Starting at the line that contains "the chair shadow", copy each line through the final one exactly as written.

>>

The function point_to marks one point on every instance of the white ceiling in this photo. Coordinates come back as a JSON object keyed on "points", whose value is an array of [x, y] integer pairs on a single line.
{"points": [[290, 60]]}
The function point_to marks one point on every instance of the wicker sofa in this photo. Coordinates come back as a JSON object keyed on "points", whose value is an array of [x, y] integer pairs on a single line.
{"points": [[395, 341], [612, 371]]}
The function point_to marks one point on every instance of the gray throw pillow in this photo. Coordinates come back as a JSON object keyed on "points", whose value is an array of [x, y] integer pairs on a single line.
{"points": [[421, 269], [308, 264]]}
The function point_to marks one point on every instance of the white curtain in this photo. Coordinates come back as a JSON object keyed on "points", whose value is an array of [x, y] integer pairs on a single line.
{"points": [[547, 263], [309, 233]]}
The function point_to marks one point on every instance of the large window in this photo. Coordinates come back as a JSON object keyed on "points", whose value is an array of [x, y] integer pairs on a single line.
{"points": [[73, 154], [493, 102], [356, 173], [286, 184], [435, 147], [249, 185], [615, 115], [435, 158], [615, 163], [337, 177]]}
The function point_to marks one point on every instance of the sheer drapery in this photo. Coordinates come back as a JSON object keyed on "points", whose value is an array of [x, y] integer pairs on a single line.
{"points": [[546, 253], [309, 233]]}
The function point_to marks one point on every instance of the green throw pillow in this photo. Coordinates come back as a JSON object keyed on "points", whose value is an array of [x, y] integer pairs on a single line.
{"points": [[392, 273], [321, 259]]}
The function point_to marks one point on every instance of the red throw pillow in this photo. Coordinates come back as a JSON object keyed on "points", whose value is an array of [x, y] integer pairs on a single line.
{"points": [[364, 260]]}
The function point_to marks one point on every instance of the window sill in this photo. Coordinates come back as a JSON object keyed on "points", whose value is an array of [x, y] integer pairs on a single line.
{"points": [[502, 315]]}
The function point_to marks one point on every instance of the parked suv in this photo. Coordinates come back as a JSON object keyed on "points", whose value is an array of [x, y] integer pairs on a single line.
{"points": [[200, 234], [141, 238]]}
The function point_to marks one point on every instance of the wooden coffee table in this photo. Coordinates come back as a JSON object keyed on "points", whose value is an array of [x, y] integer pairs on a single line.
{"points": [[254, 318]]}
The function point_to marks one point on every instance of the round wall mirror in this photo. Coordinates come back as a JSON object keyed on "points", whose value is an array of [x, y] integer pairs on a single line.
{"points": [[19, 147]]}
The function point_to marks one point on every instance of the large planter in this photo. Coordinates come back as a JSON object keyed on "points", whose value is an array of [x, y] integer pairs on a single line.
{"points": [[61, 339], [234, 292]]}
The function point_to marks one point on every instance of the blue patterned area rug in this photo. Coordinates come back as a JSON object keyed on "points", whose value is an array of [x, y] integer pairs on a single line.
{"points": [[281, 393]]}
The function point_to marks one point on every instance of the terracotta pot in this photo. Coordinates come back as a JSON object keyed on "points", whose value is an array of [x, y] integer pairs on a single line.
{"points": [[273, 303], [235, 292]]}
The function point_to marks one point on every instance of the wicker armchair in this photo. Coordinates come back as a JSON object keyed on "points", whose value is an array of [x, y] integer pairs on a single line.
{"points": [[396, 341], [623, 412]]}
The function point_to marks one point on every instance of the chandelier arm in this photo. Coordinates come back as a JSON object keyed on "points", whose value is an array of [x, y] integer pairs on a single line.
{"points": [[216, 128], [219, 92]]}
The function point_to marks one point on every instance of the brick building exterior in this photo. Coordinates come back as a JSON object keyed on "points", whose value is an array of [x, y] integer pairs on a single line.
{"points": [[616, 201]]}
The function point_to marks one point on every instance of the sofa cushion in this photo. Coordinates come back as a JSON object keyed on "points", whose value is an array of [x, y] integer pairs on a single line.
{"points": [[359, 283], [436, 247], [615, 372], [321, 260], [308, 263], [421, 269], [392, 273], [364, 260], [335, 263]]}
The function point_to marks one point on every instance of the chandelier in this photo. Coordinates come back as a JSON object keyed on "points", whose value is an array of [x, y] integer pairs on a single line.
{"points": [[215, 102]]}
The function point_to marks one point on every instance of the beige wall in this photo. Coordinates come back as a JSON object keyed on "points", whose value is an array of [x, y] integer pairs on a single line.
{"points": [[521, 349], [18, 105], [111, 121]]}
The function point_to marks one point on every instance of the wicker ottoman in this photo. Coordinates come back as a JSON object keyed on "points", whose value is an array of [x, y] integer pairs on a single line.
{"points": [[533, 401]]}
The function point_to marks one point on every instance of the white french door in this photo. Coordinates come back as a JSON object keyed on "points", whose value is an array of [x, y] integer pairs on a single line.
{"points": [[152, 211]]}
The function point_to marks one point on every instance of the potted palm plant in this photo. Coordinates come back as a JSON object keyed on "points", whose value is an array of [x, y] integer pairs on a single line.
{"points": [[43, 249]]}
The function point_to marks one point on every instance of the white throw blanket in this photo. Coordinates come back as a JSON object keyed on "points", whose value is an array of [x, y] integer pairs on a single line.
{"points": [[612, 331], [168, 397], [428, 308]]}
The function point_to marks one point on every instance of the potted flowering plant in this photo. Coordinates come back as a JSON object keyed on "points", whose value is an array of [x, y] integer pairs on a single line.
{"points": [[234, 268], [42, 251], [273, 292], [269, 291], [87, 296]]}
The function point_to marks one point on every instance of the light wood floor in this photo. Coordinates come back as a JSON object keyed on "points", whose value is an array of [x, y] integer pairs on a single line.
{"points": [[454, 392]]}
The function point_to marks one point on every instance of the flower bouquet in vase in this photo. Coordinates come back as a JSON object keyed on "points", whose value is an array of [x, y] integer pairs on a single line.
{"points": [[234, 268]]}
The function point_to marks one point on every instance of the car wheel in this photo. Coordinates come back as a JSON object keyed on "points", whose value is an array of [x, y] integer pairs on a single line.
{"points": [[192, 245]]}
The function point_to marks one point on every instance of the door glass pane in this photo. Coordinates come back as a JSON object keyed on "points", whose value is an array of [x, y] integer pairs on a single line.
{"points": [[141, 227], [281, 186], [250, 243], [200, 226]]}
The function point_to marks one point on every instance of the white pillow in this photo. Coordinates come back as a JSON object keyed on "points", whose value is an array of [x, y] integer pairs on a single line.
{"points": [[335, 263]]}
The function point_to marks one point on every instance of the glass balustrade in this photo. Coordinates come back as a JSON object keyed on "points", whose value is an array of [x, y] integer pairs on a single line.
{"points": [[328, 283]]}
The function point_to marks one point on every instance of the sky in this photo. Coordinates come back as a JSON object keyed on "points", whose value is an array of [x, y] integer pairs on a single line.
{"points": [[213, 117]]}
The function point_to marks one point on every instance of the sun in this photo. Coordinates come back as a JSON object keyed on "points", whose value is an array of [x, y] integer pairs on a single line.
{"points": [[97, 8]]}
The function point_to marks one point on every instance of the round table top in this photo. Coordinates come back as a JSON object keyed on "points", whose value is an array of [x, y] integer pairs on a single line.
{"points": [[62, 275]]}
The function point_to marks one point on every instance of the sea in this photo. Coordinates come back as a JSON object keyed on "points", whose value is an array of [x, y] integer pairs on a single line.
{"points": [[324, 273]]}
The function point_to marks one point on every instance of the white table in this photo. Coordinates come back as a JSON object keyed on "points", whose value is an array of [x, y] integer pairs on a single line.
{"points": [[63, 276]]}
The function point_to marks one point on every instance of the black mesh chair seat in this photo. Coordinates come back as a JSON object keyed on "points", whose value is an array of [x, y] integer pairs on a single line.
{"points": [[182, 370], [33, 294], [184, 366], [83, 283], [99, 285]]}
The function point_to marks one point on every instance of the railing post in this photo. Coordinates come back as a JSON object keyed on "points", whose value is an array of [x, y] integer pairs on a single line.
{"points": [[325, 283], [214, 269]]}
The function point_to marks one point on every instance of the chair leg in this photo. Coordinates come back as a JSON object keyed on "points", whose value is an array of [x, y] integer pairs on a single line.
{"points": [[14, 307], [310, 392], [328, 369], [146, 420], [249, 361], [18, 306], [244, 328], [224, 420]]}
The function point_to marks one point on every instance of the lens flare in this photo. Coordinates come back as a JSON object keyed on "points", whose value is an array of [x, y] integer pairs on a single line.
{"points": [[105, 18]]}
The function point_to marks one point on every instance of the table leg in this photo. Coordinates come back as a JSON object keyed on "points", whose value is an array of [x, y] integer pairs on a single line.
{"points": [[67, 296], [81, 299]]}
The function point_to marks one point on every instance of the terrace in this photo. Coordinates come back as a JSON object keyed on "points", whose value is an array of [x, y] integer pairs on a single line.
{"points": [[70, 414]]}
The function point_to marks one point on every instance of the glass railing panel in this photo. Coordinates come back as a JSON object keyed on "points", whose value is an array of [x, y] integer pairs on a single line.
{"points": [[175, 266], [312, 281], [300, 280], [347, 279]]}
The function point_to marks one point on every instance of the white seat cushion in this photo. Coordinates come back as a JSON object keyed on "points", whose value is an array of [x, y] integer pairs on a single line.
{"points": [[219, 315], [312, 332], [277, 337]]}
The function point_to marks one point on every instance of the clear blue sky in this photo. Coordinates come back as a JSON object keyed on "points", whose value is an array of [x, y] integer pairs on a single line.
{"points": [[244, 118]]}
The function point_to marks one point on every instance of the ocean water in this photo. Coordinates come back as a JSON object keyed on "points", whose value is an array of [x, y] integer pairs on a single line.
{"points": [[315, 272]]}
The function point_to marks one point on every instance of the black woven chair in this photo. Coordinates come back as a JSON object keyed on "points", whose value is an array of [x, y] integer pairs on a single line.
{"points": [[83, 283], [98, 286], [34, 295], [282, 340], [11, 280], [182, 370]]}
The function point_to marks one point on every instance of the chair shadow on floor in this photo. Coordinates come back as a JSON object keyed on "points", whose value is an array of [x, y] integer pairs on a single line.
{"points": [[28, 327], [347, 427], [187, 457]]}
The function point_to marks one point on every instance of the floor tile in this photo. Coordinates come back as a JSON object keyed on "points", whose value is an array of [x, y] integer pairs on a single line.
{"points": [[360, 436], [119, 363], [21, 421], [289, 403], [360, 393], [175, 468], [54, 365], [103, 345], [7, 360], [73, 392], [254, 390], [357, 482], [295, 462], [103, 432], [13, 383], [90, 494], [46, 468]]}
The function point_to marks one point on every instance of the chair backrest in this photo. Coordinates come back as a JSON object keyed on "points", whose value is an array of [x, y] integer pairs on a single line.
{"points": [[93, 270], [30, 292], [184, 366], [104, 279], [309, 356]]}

<<

**Solution to this exercise:**
The function point_to marks one point on every instance of the chair shadow on floor in this photo. Coordinates come back as a JSON object keyed on "points", whose value is an array of [x, y] integer pairs on a single line.
{"points": [[28, 327], [347, 427], [187, 457]]}
The function point_to marks one point on every instance of the floor tile in this photo. Coordinates come back as a JSON object keyed on "points", whose value is an array of [x, y] integer pairs on a single line.
{"points": [[360, 436], [119, 363], [21, 421], [289, 403], [360, 393], [175, 468], [54, 365], [103, 345], [7, 360], [73, 392], [254, 390], [357, 482], [295, 462], [103, 432], [13, 383], [90, 494], [46, 468]]}
The function point_to marks one point on every instance of the chair backrest in this photo. Coordinates come back as a JSON object keyed on "points", whose value is an array of [x, y] integer pairs on a single line.
{"points": [[93, 270], [30, 292], [184, 366], [104, 279], [309, 356]]}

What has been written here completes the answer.